*Text shown:*
— start —
In Senet, small sticks are thrown to make patterns, with players movements on the board based on the result. Special tiles representing good or bad luck also affect play. Boy King Tutankhamun had an elaborately made Senet board in his sarcophagus when it was discovered in 1922 by Howard Carter.


13. Ancient Egypt tattoo culture

Naked Woman Concubine with Tattoos, Louvre


A highly developed tattoo culture is an overlooked factor for Ancient Egyptian society. Tattoo was practiced for over 4000 years and was almost exclusively for women. Tattooed mummies dating back to the 11th Dynasty have been found by archeologists, while women’s tattoo in Egyptian art was expressed as dots and swirls located on the lower chest, abdomen, and thighs.


12. Cleopatra in Ancient Egypt

Films about Cleopatra have been popular in Hollywood


Cleopatra was the famous Queen of the Nile who was born in Egypt of Macedonian blood. The Ptolemies ruled Egypt after the death of Alexander the Great and were famed for keeping bloodlines pure by marrying within their family.

Cleopatra’s parents were probably brother and sister, and before marrying Julius Caesar and leaving for Rome she wed both of her young brothers. Unlike most of the Ptolemies, Cleopatra embraced Egyptian culture, spoke the country’s native tongue, and dressed in traditional pharaonic clothing.


11. Obelisks

Obelisk of Rameses II, Paris


Obelisks are great spires of stone paying homage to the benben stone of creation. Obelisks were usually made of granite from Aswan and set in pairs at the entrance to major temples or tombs to act as a magical ward and to symbolize creator god Atum.

Twenty-one Ancient Egyptian obelisks remain standing with the majority (13) in Rome, taken during the annexation of Egypt. There are also obelisks in New York, Paris, London, and Istanbul, while 4 remain in Egypt. The obelisk below was built for Ramesses II and comes from Luxor Temple, where its partner remains.


10. Make-up pioneers

Cosmetic scene of women applying kohl to the contour of their eyes, holding a mirror and instruments.
— end —
*Data entries:*
— start —
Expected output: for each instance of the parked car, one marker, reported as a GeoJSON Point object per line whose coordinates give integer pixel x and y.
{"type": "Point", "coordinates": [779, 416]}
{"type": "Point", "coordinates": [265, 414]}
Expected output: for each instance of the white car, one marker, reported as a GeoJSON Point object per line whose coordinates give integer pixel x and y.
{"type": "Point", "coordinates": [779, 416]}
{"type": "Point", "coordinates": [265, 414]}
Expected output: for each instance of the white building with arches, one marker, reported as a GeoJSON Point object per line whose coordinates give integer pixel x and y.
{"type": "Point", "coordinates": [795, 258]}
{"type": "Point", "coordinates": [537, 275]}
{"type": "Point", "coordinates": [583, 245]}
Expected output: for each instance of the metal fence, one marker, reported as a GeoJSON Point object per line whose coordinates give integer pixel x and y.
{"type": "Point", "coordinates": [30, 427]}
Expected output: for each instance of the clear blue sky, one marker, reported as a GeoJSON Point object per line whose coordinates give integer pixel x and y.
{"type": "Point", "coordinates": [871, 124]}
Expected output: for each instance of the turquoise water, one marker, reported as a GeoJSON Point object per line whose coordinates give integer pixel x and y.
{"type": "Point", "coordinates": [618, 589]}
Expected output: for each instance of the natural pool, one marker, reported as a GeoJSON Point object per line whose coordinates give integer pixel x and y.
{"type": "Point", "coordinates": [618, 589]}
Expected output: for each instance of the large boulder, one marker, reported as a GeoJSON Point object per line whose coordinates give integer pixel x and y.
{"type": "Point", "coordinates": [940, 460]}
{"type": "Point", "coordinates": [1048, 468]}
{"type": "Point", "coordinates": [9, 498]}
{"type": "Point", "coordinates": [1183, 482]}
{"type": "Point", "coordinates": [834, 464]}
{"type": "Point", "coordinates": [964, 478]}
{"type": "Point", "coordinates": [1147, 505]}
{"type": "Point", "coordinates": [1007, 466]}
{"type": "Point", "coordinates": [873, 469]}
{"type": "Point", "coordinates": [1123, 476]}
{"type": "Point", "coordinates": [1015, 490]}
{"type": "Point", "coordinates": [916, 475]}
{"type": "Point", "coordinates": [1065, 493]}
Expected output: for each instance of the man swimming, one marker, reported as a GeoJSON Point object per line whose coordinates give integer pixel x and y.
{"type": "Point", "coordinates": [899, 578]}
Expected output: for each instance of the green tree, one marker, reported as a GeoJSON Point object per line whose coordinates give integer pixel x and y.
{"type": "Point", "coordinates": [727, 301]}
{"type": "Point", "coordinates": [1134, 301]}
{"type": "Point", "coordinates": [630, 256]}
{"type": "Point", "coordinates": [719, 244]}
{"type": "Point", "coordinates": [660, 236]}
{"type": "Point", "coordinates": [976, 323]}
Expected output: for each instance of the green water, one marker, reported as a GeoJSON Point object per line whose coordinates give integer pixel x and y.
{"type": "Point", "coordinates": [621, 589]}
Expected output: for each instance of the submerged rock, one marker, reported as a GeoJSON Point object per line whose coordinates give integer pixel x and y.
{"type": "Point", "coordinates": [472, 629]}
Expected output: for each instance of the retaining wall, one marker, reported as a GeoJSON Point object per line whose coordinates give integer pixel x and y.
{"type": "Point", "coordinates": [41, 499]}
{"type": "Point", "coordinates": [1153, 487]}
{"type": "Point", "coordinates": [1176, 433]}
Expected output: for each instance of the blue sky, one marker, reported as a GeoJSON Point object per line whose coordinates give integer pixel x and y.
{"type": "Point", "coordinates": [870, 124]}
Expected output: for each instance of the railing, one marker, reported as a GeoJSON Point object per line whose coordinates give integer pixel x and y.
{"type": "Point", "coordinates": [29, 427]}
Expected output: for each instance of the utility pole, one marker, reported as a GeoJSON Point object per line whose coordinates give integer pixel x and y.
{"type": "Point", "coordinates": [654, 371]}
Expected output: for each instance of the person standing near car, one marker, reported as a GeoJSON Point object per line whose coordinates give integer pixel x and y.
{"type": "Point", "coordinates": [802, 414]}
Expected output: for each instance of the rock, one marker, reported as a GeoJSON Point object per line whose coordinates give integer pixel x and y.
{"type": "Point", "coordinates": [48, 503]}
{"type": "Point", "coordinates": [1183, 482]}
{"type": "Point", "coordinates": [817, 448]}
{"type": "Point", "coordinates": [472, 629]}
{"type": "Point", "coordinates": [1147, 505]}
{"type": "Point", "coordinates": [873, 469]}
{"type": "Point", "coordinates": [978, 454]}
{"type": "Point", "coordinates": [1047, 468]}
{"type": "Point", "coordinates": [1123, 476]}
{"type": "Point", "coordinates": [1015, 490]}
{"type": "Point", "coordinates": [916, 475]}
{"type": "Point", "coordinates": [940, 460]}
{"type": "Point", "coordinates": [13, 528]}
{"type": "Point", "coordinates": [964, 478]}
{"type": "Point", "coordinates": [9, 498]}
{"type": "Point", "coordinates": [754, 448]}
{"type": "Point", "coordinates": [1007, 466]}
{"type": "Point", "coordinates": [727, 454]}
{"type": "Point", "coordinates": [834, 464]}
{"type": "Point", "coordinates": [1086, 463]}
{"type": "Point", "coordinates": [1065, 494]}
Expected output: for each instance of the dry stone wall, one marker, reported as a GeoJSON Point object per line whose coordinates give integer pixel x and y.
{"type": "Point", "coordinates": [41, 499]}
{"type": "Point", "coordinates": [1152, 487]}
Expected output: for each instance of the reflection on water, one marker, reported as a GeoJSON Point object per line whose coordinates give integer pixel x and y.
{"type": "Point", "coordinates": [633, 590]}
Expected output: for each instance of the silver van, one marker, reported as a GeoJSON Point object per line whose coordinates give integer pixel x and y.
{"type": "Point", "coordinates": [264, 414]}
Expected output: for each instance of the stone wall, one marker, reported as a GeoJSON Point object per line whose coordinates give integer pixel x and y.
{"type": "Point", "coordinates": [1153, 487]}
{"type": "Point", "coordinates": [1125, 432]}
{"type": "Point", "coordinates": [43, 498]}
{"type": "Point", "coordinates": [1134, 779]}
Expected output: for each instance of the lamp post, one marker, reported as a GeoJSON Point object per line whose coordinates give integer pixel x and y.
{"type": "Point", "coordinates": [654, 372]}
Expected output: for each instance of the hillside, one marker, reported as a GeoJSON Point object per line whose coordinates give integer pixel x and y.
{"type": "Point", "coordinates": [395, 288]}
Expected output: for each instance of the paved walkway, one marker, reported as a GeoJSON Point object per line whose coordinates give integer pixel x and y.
— end —
*Given exercise:*
Answer these from the Ancient Egypt text:
(a) What do players throw in Senet to make patterns?
(b) For how many years was tattooing practiced?
(c) How many of the Ancient Egyptian obelisks still standing are in Rome?

*Task output:*
(a) Small sticks.
(b) Over 4000 years.
(c) Thirteen.